■ Consignes à suivre
Relevez toutes les lignes des données qui contiennent le mot « water ». Les majuscules et les minuscules comptent.

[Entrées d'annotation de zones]
⟨
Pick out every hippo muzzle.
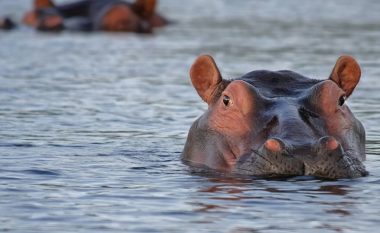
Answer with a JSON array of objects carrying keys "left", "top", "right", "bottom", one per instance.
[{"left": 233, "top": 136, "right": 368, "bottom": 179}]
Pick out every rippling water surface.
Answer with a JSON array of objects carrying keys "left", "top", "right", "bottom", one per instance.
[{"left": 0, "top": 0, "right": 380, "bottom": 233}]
⟩
⟨
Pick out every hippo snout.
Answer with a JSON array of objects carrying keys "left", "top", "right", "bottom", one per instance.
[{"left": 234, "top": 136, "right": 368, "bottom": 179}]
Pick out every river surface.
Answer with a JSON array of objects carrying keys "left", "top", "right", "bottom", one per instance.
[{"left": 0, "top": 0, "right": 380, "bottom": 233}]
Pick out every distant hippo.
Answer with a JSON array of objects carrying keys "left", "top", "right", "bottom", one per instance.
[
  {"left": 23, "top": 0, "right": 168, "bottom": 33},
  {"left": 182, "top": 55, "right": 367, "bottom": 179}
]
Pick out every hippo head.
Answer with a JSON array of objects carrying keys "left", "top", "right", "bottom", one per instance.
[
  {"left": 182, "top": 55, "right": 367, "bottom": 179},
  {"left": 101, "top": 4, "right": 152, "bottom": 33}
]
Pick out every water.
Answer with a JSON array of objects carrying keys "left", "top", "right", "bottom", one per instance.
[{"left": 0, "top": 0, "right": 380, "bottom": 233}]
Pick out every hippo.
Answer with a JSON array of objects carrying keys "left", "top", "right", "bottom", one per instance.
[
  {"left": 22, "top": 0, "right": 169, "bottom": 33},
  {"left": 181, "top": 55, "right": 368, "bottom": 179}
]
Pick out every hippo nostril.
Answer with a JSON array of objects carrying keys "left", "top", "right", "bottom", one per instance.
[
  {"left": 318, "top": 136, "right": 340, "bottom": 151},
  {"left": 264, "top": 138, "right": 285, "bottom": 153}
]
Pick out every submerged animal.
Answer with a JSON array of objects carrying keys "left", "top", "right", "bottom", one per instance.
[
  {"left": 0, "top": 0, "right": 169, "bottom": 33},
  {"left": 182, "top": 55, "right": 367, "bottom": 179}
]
⟩
⟨
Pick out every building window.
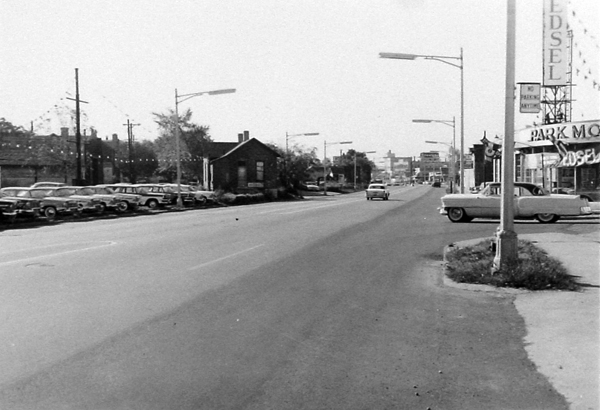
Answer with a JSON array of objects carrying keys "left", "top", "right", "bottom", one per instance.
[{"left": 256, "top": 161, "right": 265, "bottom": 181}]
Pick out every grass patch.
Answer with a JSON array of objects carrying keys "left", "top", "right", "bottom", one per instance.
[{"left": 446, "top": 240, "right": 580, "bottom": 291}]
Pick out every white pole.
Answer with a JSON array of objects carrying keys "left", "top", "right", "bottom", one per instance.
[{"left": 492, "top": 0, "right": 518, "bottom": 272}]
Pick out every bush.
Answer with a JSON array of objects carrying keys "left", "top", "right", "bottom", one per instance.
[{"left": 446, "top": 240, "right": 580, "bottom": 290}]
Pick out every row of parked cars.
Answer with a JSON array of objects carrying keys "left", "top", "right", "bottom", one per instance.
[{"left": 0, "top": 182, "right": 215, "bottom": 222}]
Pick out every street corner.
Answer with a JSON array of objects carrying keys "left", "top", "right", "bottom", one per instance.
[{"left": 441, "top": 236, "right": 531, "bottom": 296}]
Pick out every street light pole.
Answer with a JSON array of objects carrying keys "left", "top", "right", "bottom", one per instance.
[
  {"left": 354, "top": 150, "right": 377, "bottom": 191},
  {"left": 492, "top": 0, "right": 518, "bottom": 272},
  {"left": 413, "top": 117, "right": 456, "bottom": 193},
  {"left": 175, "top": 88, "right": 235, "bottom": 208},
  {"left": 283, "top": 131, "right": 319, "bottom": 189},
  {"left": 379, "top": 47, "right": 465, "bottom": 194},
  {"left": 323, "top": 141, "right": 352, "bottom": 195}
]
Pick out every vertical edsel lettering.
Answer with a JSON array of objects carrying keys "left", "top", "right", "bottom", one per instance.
⟩
■ Réponse écrite
Pick out every rippling water surface.
Pick out every water.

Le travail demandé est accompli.